**The exercise**
Report every line of the material below that contains the word "window", copying each such line in full. Matching is case-sensitive.

:: Records for processing ::

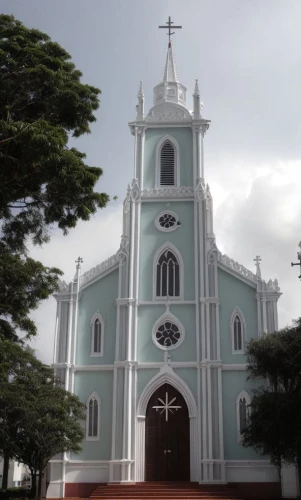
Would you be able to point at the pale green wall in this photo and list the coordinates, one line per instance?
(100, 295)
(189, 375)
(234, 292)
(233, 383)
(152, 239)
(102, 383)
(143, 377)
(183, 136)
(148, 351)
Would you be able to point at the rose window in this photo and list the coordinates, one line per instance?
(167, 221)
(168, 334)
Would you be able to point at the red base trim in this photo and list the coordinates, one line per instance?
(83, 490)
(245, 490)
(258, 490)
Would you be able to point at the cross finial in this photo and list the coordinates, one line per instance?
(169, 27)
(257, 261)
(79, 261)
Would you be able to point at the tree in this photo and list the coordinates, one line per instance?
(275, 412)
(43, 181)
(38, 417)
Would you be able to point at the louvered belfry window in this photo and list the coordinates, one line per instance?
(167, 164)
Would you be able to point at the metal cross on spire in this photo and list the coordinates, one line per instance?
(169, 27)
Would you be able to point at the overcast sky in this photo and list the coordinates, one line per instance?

:::
:: Records for processing ::

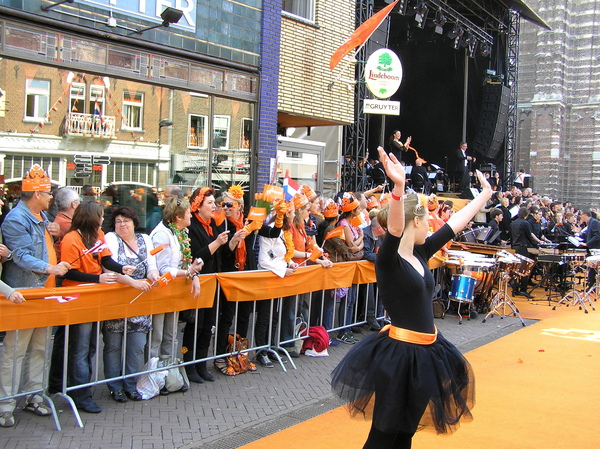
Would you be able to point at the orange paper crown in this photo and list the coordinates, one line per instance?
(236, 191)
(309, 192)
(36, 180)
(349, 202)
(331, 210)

:::
:: Records for processing ::

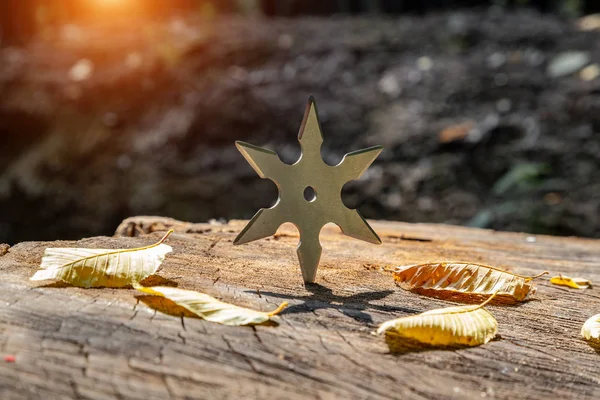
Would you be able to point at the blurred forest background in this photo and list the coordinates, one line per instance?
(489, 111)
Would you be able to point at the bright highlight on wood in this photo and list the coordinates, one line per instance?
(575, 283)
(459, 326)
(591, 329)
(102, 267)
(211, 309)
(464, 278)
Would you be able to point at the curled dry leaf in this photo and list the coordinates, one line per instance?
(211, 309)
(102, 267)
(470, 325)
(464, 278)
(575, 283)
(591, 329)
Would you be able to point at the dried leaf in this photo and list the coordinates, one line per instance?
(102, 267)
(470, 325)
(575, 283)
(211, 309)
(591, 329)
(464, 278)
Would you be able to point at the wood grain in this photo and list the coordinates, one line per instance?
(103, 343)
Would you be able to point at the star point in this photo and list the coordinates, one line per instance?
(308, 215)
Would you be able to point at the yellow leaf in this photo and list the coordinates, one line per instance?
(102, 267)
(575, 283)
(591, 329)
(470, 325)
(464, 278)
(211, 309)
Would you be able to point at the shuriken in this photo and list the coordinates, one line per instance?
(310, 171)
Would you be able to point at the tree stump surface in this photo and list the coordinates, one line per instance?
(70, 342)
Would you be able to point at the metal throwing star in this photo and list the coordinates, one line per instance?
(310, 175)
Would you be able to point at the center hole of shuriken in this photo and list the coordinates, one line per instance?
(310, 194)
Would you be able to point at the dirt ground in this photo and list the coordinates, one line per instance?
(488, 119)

:::

**Answer to this task**
Would you be able to point at the rose window in this photo and list the coordinates, one line per instance?
Would you be able to point at the louvered belfry window in this photo and list the coordinates, one line per instance?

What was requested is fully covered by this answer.